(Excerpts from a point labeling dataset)
• • •

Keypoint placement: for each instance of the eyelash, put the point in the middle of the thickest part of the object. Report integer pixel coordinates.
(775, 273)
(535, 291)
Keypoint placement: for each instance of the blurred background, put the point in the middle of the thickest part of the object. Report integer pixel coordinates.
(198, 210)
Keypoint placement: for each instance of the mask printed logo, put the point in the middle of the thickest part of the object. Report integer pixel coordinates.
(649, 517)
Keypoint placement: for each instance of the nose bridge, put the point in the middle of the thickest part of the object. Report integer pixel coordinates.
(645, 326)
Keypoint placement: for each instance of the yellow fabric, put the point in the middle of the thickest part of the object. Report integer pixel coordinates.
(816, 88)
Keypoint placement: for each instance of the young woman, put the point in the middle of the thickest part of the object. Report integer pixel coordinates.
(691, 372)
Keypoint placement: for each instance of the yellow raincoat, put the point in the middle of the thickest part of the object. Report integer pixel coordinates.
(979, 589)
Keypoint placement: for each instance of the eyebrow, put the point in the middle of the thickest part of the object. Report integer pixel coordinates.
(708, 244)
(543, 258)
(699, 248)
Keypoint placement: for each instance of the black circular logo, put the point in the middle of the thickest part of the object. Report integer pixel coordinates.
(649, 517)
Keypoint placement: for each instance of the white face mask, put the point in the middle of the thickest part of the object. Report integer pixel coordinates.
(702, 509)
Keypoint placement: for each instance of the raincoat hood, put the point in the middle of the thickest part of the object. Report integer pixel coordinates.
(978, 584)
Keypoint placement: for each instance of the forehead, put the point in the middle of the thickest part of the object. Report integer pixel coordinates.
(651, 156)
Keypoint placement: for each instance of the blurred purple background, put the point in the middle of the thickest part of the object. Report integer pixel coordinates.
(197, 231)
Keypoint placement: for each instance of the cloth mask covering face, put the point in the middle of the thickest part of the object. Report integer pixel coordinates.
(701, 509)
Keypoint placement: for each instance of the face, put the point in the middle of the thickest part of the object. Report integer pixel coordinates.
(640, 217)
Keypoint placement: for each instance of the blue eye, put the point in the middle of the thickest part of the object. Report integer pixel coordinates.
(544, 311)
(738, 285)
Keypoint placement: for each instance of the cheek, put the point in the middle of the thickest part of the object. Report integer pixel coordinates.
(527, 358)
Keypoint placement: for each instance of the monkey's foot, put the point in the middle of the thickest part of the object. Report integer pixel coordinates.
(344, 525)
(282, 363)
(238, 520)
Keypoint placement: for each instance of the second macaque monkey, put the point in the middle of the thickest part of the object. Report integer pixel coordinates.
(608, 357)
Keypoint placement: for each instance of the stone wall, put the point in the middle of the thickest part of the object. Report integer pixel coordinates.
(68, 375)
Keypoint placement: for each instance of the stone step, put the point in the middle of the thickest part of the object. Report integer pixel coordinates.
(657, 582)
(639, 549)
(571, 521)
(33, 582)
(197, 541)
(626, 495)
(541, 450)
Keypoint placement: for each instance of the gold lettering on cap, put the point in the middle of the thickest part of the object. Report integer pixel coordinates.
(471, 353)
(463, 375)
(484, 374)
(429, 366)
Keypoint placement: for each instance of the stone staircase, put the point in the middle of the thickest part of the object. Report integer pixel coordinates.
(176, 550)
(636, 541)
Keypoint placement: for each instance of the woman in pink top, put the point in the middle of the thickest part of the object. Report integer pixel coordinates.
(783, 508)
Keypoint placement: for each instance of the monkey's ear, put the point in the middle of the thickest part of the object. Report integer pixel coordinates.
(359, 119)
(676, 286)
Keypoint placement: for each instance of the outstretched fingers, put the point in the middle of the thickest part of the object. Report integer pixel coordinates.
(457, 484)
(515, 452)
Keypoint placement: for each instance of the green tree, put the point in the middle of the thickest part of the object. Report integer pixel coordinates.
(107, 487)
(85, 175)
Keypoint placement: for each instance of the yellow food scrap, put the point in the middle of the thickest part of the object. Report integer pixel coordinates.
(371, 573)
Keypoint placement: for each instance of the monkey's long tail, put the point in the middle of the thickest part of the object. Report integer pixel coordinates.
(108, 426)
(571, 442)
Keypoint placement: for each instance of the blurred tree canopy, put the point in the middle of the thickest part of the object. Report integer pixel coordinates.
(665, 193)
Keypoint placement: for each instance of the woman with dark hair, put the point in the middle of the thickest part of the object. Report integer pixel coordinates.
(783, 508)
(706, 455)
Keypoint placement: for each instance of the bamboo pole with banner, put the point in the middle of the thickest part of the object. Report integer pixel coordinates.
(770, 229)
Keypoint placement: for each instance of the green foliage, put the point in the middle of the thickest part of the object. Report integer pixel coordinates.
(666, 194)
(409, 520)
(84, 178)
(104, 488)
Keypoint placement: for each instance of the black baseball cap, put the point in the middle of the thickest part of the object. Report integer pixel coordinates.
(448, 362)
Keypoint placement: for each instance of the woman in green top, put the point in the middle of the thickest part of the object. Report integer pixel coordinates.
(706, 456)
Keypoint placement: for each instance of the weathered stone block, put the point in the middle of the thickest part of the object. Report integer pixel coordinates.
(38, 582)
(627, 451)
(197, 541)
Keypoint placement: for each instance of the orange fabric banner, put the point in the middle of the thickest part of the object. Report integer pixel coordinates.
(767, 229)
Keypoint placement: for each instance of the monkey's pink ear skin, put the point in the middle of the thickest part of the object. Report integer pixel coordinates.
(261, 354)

• • •

Copy every line of the records above verbatim.

- **Answer**
Keypoint placement: for each instance of the eyelash, put the point in the middle of the thickest part of the object. Report integer pixel coordinates.
(775, 273)
(535, 291)
Keypoint placement: for each instance of the blurred background, put the point in the middle of the thickest part of the object. Report integer pixel coordinates.
(198, 210)
Keypoint placement: for each instance of the mask printed logo, put the point in the middle of the thickest part of the object. Report integer pixel coordinates.
(649, 517)
Keypoint placement: for each instance of the nose bridge, put the point in the middle of the thickest part of the object. Report integer pixel coordinates.
(645, 326)
Keypoint placement: for each instance of the yellow fabric, put the point in the middle of the thickest part of the object. Report integer pixel coordinates.
(816, 88)
Keypoint placement: for each instance of the young woman, put the point in the middle of the thickest part of the object. Report integer pixel coordinates.
(691, 372)
Keypoint placement: for each instance of the yellow raincoat, put the point in the middle of the thickest part of the object. Report integer pixel coordinates.
(979, 589)
Keypoint placement: for each instance of the eyebrow, put the point in the middle of the thickest part of the object. Report integer pixel coordinates.
(708, 244)
(543, 258)
(699, 248)
Keypoint placement: for each instance of the black circular logo, put the point in the middle of the thickest part of the object. Report integer pixel coordinates.
(649, 517)
Keypoint placement: for each instance of the white face mask, put the point in the middle of the thickest part of the object. Report integer pixel coordinates.
(702, 509)
Keypoint placement: for each instance of the raincoat hood, put the point in the middle of the thickest part of the object. Report integer pixel coordinates.
(978, 584)
Keypoint placement: for each instance of the forehead, put the point in the middle of the thickest part of the object. Report integer pixel coordinates.
(651, 156)
Keypoint placement: for each instance of the blurred purple background, put the point in the middle of the thickest part of the object. Report integer pixel coordinates.
(197, 231)
Keypoint placement: for each instance of the cloth mask covering face, put the point in the middle of the thickest part of the object. Report integer pixel coordinates.
(701, 509)
Keypoint placement: for each instance of the face, put the point in the middle of the thickest part of the object. Report integer pixel coordinates.
(640, 217)
Keypoint placement: for each instance of the blue eye, put the point in the middle of the thickest part of the object. Report integer pixel coordinates.
(544, 311)
(738, 285)
Keypoint placement: for each instance of the cheek, put the point in the middle of the thickest part of the object. Report integer pixel coordinates.
(527, 358)
Keypoint placement: for each instance of the monkey's foot, put the point in the middle of the thickest part of the object. Report integer pixel coordinates.
(344, 525)
(282, 363)
(238, 520)
Keypoint placement: for each instance of the second macaque monkey, put the point in the middle of the thickest part of the object. Report integer pixel coordinates.
(608, 357)
Keypoint placement: for each instance of the stone wall, put the point in the middle of the thickest part of the object. Report integer pixel coordinates.
(68, 375)
Keypoint placement: for each instance of the stone step, put the point in the middle of the thickest part of the object. Report integer pixel coordinates.
(657, 582)
(639, 549)
(571, 521)
(33, 582)
(197, 541)
(626, 495)
(541, 450)
Keypoint placement: for each instance of the gold lettering on cap, put the point in the middle of the thickest part of the object. Report integer pixel coordinates.
(471, 353)
(463, 375)
(484, 374)
(429, 366)
Keypoint placement: for each instance of the stone staircase, put the point in the middle of the thickest part of the object. Report integer pixel coordinates.
(176, 550)
(636, 541)
Keypoint placement: for each instance of the woman in pink top, put the point in the middle of the thickest part of the object. Report integer pixel coordinates.
(783, 508)
Keypoint placement: for each instance of the monkey's ear, put the point in the middle of the thickest part of the object. Report integer pixel coordinates.
(359, 119)
(676, 286)
Keypoint placement: for each instance of the outstretched fingers, put the point in the middle of the thickest part of the object. Report integer pixel coordinates.
(457, 484)
(515, 452)
Keypoint placement: for each instance of the green tree, put the point in the middle of the thickest part of the object. Report integer pixel coordinates.
(107, 487)
(85, 175)
Keypoint placement: for each instance of the yellow food scrap, put the point in the middle of the thickest part of the object. Report integer pixel coordinates.
(371, 573)
Keypoint placement: for each instance of the monkey's long tail, put the point in the middle of the thickest part of the object. Report integer pixel coordinates.
(108, 426)
(571, 442)
Keypoint placement: for each instance of the blurred tree canopy, put the point in the middle of the thickest part of the object. Report integer pixel coordinates.
(665, 193)
Keypoint placement: for each instance of the woman with dark hair, put the point in the middle of the thickest part of the object. Report integer pixel coordinates.
(783, 508)
(706, 455)
Keypoint placement: for each instance of the bamboo pole with banner, put the point in the middle of the thickest part of the object. Report integer pixel coordinates.
(770, 229)
Keypoint placement: for each instance of the green foliage, put the point in the middle of the thickest part of the object. Report integer pixel coordinates.
(666, 194)
(409, 520)
(84, 178)
(104, 488)
Keypoint placement: for each instance of the black baseball cap, put the point in the middle of the thickest part of the object. Report integer pixel coordinates.
(448, 362)
Keypoint placement: for each instance of the woman in green top, put the point in the middle of the thickest part of the object. Report integer pixel coordinates.
(706, 456)
Keypoint placement: for each instance of the weathered stone block, put the point in the middle of the thickest part of the object. Report integer pixel coordinates.
(38, 582)
(627, 451)
(197, 541)
Keypoint placement: for each instance of the orange fabric banner, put the point in the middle of the thickest part of the object. Report integer pixel coordinates.
(767, 229)
Keypoint placement: for each instance of the monkey's pink ear skin, put the point in the middle of the thickest part of the object. Report integer pixel coordinates.
(261, 354)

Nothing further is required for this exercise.